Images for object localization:

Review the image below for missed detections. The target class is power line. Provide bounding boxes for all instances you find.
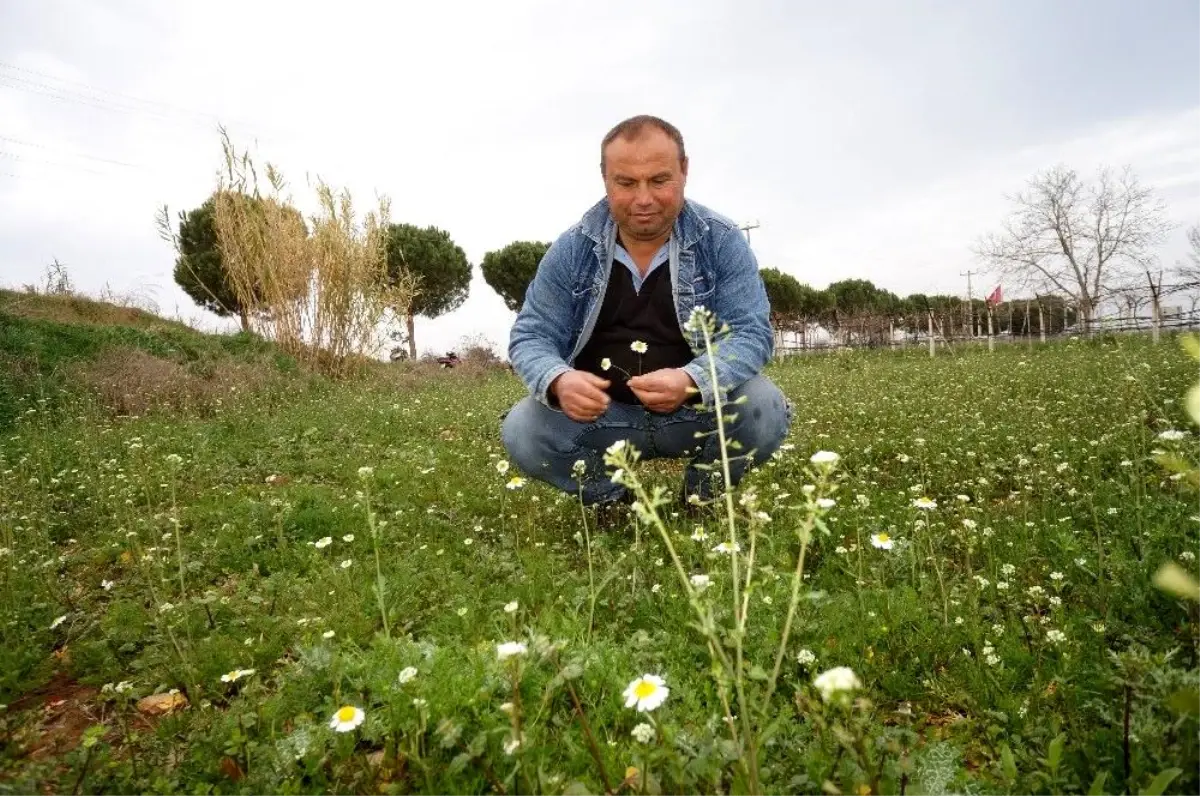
[0,63,274,141]
[0,133,145,169]
[0,148,120,177]
[0,60,230,122]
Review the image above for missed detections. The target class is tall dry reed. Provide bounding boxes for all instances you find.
[202,127,417,377]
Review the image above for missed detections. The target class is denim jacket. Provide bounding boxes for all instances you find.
[508,196,774,408]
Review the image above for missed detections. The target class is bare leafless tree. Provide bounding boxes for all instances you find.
[1169,224,1200,292]
[975,165,1171,332]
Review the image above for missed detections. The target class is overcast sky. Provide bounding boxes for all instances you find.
[1,0,1197,356]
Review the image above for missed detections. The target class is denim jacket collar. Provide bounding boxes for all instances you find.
[579,197,710,251]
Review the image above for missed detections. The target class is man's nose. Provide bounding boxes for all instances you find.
[633,185,654,206]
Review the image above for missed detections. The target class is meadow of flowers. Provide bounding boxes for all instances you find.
[0,331,1196,794]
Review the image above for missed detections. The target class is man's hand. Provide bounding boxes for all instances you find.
[551,370,612,423]
[628,368,696,414]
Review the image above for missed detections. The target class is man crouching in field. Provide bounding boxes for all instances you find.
[502,114,792,512]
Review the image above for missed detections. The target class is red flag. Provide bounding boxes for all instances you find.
[985,284,1002,307]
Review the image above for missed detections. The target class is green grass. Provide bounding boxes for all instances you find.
[0,322,1196,794]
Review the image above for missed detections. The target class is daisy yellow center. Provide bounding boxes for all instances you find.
[226,671,238,680]
[336,706,357,722]
[877,534,890,542]
[634,681,657,699]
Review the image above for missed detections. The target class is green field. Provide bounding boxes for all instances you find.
[1,297,1197,795]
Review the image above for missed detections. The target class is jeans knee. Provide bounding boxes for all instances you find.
[501,398,539,471]
[731,376,791,456]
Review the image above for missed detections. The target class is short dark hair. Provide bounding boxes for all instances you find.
[600,115,686,175]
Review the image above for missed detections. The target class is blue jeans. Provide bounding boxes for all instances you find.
[501,375,792,505]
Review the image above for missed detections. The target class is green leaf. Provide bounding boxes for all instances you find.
[747,664,769,682]
[1167,688,1200,716]
[1139,767,1182,796]
[1087,771,1108,795]
[1046,732,1065,775]
[81,724,106,749]
[562,782,594,796]
[1000,743,1018,782]
[1152,562,1200,602]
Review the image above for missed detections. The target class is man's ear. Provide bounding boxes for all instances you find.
[680,156,689,179]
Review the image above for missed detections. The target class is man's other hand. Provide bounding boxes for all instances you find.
[628,368,696,414]
[551,370,612,423]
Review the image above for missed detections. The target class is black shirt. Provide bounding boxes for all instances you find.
[574,261,694,405]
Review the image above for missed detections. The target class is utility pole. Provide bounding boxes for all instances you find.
[960,269,975,339]
[739,220,760,245]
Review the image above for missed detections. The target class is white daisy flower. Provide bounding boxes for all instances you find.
[506,476,526,490]
[496,460,510,475]
[329,705,365,732]
[314,537,332,549]
[912,497,937,510]
[690,574,712,591]
[623,674,669,712]
[870,533,894,550]
[630,340,648,354]
[398,666,418,685]
[600,358,612,371]
[504,601,519,614]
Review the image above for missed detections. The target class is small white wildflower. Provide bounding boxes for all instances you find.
[496,460,510,475]
[314,536,332,549]
[631,722,655,744]
[398,666,418,685]
[816,498,836,510]
[497,641,527,660]
[690,574,711,591]
[1045,629,1066,644]
[504,600,519,614]
[630,340,648,354]
[812,666,861,703]
[810,451,839,466]
[50,614,67,630]
[357,466,374,479]
[796,648,816,666]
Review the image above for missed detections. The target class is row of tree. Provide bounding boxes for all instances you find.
[758,270,1083,346]
[174,163,1198,356]
[172,192,548,358]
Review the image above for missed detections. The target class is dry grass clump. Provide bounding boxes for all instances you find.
[0,290,188,333]
[210,128,417,378]
[69,347,290,418]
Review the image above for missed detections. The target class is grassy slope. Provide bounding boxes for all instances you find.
[0,290,296,428]
[0,304,1196,794]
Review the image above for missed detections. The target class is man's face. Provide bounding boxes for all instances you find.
[602,128,688,244]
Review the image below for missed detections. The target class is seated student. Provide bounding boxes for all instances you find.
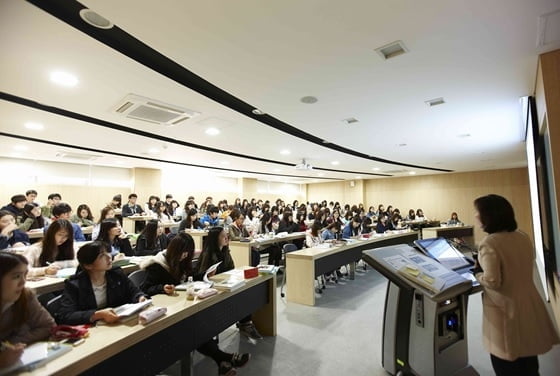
[140,233,251,375]
[0,253,55,369]
[97,219,133,257]
[199,205,220,228]
[135,220,168,256]
[25,189,38,205]
[23,219,77,277]
[388,213,403,230]
[306,221,323,248]
[144,195,159,216]
[1,195,27,225]
[107,194,121,210]
[278,211,298,234]
[121,193,145,218]
[376,214,390,233]
[179,208,202,232]
[196,227,262,340]
[405,209,416,221]
[448,212,462,225]
[243,207,261,235]
[321,222,340,241]
[169,200,183,221]
[41,193,61,220]
[70,204,95,228]
[57,241,148,325]
[153,201,173,223]
[258,213,282,266]
[0,211,30,250]
[342,215,362,239]
[92,206,116,241]
[416,208,427,221]
[49,203,86,242]
[19,203,45,232]
[228,210,260,267]
[361,216,373,234]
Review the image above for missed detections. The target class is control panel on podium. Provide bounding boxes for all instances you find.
[363,243,479,376]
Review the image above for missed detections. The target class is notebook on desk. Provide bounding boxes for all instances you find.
[0,342,72,375]
[113,299,152,317]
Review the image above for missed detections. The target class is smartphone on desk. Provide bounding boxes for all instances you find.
[62,338,85,347]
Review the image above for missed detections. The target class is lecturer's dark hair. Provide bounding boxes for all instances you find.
[474,194,517,233]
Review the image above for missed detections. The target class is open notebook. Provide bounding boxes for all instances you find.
[0,342,72,375]
[113,299,152,317]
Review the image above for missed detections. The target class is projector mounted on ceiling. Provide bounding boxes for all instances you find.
[295,159,313,170]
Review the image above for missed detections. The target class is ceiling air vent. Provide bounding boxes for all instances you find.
[56,151,100,161]
[375,40,409,60]
[425,97,445,107]
[383,169,408,174]
[113,94,200,126]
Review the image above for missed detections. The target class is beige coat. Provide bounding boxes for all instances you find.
[475,231,559,360]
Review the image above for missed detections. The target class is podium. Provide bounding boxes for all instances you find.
[362,243,479,376]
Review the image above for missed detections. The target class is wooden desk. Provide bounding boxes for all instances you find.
[286,231,419,306]
[421,225,474,246]
[24,274,276,376]
[229,232,306,267]
[27,226,93,240]
[183,229,208,251]
[27,263,142,296]
[122,215,152,234]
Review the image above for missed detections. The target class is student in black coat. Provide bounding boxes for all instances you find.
[135,220,168,256]
[97,218,133,257]
[57,241,148,325]
[140,233,250,375]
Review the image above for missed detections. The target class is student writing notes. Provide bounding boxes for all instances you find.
[0,253,55,369]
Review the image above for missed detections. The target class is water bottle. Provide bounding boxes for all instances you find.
[186,276,195,301]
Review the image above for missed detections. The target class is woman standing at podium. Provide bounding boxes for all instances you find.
[473,194,559,376]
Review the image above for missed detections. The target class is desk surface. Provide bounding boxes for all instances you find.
[24,273,275,376]
[27,226,94,239]
[27,262,142,296]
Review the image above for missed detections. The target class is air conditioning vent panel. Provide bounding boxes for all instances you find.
[113,94,200,126]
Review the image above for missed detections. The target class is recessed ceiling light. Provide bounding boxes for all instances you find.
[205,127,220,136]
[322,140,330,144]
[425,97,445,107]
[49,71,79,87]
[300,96,318,104]
[24,122,44,130]
[280,149,291,155]
[331,161,340,166]
[252,108,266,115]
[375,40,409,60]
[408,171,416,175]
[372,167,380,171]
[13,145,28,151]
[148,148,160,155]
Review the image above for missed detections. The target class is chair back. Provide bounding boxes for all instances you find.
[46,295,63,323]
[282,243,298,254]
[128,270,147,288]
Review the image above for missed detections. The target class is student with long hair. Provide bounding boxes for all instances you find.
[97,219,133,257]
[92,206,115,240]
[0,253,55,368]
[23,219,77,277]
[306,221,323,248]
[448,212,461,225]
[0,211,30,250]
[18,203,44,232]
[472,194,559,375]
[70,204,95,227]
[57,242,148,325]
[154,201,173,223]
[145,195,160,215]
[140,233,250,375]
[178,208,202,231]
[135,220,168,256]
[197,227,263,340]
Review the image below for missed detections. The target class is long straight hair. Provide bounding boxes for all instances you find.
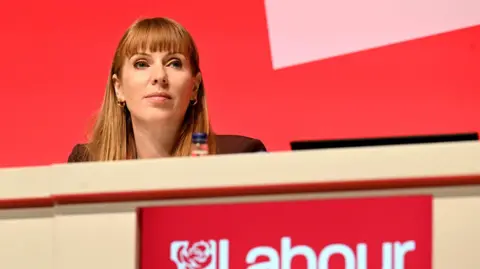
[85,17,216,161]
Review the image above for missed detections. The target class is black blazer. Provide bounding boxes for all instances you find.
[67,134,267,163]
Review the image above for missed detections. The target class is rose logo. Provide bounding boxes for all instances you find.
[172,240,215,269]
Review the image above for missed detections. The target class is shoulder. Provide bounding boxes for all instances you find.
[67,144,90,163]
[67,135,267,162]
[215,134,267,154]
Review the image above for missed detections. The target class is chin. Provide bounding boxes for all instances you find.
[130,105,184,124]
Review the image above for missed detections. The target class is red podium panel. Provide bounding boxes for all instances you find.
[139,195,432,269]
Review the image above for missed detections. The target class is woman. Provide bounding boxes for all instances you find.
[68,17,266,162]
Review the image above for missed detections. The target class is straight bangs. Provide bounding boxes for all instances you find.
[118,19,197,71]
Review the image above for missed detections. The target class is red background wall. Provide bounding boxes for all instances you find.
[1,0,479,167]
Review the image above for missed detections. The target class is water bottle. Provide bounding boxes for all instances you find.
[191,132,209,156]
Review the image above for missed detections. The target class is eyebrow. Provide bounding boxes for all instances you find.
[129,52,151,59]
[130,52,184,59]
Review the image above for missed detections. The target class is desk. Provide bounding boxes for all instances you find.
[1,141,479,269]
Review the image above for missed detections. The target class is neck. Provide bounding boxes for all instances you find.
[131,118,181,159]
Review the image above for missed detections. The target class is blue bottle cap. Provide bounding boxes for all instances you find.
[192,132,208,143]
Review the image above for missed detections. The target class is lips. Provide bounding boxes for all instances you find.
[144,92,172,100]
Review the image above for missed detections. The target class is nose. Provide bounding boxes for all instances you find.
[152,65,168,86]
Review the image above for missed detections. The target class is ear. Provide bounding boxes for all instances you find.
[192,72,202,97]
[112,74,125,101]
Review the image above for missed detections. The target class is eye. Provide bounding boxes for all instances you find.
[134,60,149,69]
[167,59,183,69]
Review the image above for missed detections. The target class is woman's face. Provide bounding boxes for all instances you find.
[113,50,200,124]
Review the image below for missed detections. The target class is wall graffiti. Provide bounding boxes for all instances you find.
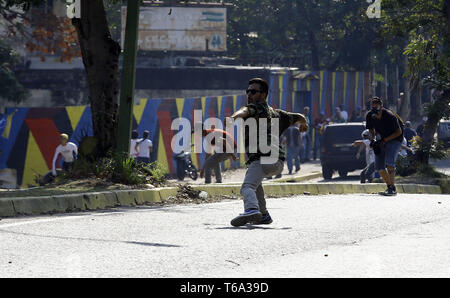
[0,69,367,187]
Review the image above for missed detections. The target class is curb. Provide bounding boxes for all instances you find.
[0,182,443,218]
[191,183,443,197]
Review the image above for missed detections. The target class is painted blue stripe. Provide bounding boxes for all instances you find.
[138,99,162,146]
[0,108,29,169]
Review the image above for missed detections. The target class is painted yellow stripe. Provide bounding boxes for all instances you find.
[217,96,223,118]
[1,111,15,139]
[291,80,297,112]
[21,132,48,187]
[66,106,85,131]
[201,96,207,116]
[175,98,184,118]
[133,98,148,125]
[157,128,169,174]
[191,133,199,169]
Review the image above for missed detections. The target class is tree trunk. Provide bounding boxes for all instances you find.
[399,56,411,120]
[72,0,121,156]
[416,90,450,164]
[307,29,320,70]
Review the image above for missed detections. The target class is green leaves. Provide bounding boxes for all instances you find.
[0,38,28,103]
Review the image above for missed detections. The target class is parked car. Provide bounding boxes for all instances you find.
[437,119,450,148]
[320,122,367,180]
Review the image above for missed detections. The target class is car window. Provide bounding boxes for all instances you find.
[324,126,365,144]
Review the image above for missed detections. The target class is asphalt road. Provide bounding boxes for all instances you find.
[1,193,450,278]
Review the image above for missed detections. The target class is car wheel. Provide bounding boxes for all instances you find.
[322,165,333,180]
[338,170,348,178]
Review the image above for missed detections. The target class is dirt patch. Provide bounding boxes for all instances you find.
[161,184,240,205]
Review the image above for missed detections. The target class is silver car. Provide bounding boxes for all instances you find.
[437,119,450,148]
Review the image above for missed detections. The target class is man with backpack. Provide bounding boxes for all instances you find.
[366,96,404,196]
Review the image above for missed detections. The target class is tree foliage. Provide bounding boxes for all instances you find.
[0,38,28,102]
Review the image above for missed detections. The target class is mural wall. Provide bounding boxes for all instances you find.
[0,69,368,187]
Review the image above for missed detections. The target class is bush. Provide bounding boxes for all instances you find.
[59,151,167,186]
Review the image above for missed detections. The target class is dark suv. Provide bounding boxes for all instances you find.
[320,123,367,180]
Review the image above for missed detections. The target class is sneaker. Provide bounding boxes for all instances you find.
[379,185,397,196]
[231,209,262,227]
[256,213,273,225]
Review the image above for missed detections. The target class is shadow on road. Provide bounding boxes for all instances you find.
[214,225,292,230]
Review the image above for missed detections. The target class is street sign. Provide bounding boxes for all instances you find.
[121,6,227,52]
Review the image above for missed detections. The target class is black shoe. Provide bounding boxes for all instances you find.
[288,170,292,175]
[274,174,282,179]
[231,210,262,227]
[295,167,300,172]
[256,213,273,225]
[379,185,397,196]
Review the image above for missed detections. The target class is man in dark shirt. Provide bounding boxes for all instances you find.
[366,97,403,196]
[281,124,302,174]
[226,78,308,226]
[403,121,417,146]
[200,127,238,184]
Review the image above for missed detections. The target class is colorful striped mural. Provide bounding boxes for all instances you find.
[0,69,368,188]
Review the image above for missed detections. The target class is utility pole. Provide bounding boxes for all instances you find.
[116,0,140,154]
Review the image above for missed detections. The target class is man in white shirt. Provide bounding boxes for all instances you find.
[135,130,153,164]
[129,130,140,158]
[339,104,348,122]
[52,133,78,176]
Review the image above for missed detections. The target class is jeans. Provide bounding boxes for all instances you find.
[241,159,284,213]
[62,161,73,172]
[203,152,234,183]
[136,157,151,165]
[299,134,311,162]
[375,140,402,171]
[286,145,300,173]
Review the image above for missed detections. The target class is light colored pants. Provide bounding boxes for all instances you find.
[241,159,284,213]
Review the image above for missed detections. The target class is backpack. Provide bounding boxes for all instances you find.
[387,108,405,132]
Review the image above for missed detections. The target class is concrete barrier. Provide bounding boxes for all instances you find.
[0,183,443,218]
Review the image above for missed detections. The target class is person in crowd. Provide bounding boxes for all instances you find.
[52,133,78,176]
[281,123,302,175]
[130,130,140,159]
[135,130,153,165]
[339,104,348,122]
[333,107,346,123]
[416,116,427,138]
[403,121,417,146]
[200,126,238,184]
[350,107,365,122]
[299,106,312,163]
[313,112,326,160]
[352,129,375,183]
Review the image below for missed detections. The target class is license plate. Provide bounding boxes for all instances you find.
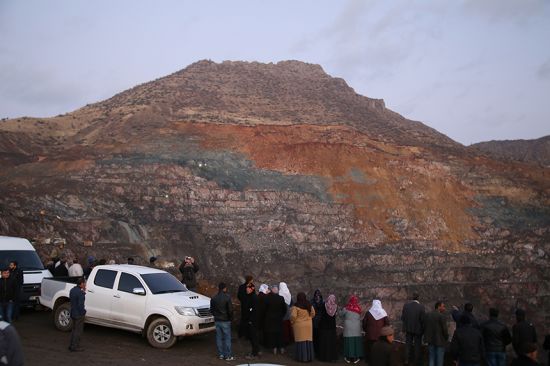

* REQUIRED ACTION: Your reply must hold only the lines from the line containing "class is jeans." through the end of the records above, written out exactly, both ends included, with no pictures, please.

* EXERCISE ANSWER:
Review the image above for missed detections. The target class is jeans. Provide bounding boxes for all instances you find.
[241,159,284,213]
[62,161,73,172]
[203,152,234,183]
[136,157,151,165]
[299,134,311,162]
[375,140,402,171]
[286,145,300,173]
Review the image above for missed detections. The target class is light colored pants. Provide bounding boxes for all instances you find.
[241,159,284,213]
Review the image above for missed detections. The target class is backpack. Provide bounding boxes for all instances you find.
[387,108,405,132]
Review the image above for missed detections. The target class is concrete barrier. Provide bounding boxes for all instances you find.
[0,183,443,218]
Review the image above for missed detections. The target class is person in crowd. Provide bounding boxes for all instances you find.
[52,133,78,176]
[281,123,302,175]
[130,130,140,159]
[135,130,153,165]
[339,104,348,122]
[333,107,346,123]
[416,116,427,138]
[403,121,417,146]
[200,126,238,184]
[350,107,365,122]
[299,106,312,163]
[313,112,326,160]
[352,129,375,183]
Review the image below for missed detections. The target class is license plate. Provide bounding boxes for all instances you find.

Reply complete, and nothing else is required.